**Directions:**
Only a number is expected here: the count of lines in the data that contain "ruined".

☆ ☆ ☆

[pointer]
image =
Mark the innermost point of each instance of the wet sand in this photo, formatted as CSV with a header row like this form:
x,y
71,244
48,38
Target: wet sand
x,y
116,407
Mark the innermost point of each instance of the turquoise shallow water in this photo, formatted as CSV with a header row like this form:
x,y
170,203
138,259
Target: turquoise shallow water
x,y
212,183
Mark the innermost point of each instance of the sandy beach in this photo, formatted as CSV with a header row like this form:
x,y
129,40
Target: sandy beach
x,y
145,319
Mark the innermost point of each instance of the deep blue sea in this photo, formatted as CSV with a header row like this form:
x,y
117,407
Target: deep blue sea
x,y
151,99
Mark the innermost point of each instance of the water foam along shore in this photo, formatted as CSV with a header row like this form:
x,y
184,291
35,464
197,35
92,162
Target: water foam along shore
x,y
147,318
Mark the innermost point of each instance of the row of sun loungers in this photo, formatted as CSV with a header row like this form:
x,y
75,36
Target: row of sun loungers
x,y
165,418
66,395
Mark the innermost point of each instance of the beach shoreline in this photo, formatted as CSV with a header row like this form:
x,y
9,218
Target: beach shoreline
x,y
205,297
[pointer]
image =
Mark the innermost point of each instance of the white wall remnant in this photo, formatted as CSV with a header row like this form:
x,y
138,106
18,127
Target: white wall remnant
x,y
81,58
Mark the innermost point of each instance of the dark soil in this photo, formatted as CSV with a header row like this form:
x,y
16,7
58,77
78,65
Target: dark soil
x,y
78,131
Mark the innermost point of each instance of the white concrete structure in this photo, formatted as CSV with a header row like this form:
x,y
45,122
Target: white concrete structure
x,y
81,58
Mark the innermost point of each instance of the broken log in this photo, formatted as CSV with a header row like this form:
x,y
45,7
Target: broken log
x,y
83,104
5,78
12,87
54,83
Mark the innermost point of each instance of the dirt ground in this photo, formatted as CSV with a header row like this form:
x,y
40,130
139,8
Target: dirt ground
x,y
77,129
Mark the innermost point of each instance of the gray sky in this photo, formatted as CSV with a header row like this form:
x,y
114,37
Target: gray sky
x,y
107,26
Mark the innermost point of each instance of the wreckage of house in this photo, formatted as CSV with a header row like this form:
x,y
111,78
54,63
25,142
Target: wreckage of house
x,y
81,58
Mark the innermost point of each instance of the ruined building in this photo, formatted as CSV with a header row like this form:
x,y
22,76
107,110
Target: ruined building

☆ ☆ ☆

**Solved exercise:**
2